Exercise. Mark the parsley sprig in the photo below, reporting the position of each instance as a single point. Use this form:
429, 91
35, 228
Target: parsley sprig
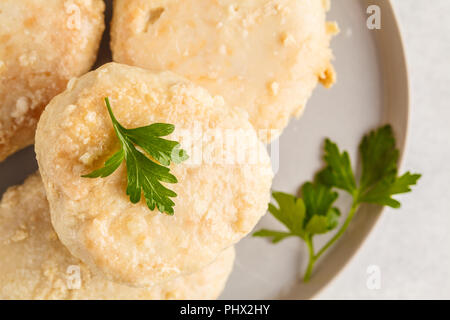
144, 174
313, 213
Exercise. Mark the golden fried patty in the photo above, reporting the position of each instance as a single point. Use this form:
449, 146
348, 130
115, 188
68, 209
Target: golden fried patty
35, 265
265, 56
43, 43
218, 202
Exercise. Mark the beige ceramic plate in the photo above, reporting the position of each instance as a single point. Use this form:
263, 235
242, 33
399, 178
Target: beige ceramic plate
372, 89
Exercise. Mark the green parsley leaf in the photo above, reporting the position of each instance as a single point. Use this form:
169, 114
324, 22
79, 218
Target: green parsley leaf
303, 217
321, 216
314, 213
145, 175
338, 172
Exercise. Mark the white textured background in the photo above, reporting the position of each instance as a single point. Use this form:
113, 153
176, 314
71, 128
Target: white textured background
412, 245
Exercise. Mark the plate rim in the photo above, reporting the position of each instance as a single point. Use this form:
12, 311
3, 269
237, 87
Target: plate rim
316, 286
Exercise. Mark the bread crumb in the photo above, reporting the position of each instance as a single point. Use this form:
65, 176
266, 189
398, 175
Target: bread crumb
20, 235
274, 88
21, 109
287, 39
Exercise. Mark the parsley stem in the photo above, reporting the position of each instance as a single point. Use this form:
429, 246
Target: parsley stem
312, 259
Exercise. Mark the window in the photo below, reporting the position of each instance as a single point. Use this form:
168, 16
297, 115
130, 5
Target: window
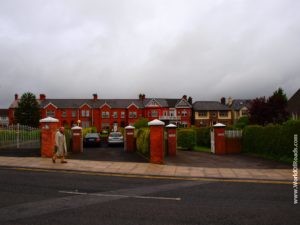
154, 113
85, 113
115, 115
244, 112
50, 113
85, 124
202, 114
64, 113
122, 115
223, 114
132, 115
74, 113
105, 114
213, 114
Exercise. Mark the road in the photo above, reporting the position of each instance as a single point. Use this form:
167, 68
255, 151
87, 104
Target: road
49, 197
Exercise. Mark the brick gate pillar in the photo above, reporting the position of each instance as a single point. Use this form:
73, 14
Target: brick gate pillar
77, 141
129, 145
219, 136
172, 139
49, 127
156, 141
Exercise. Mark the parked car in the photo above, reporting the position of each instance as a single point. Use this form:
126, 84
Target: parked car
115, 138
91, 139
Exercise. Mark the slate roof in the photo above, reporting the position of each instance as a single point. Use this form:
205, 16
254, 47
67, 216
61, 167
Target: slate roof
294, 103
237, 104
209, 106
113, 103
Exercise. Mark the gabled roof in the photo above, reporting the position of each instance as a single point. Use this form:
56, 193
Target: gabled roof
209, 106
238, 104
294, 103
3, 112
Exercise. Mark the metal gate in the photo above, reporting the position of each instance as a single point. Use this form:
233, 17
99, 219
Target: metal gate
20, 137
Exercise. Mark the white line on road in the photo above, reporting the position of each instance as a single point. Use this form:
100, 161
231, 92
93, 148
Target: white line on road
120, 196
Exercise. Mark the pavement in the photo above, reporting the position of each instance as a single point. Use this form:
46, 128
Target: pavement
━━━━━━━━━━━━━━━━━━━━━━━━━━━━━━
Every line from the one containing "Exercise. Mark the metal" to the final line of the listing above should be set down exactly, with nothing added.

-- Solution to the problem --
Exercise. Mark the metal gate in the photo above, reporting the position of each instance as a single point. Use this form:
233, 17
99, 219
Target: metal gate
20, 137
Exercise. Mark the white line on road in the photo above, reporting the position of each instance as a single point. Use this form:
100, 161
231, 92
93, 148
Target: white line on road
120, 196
Exercise. Mark the pavement in the photo above, reporting the position of each instance as a single point. Use this form:
46, 128
Target: pavement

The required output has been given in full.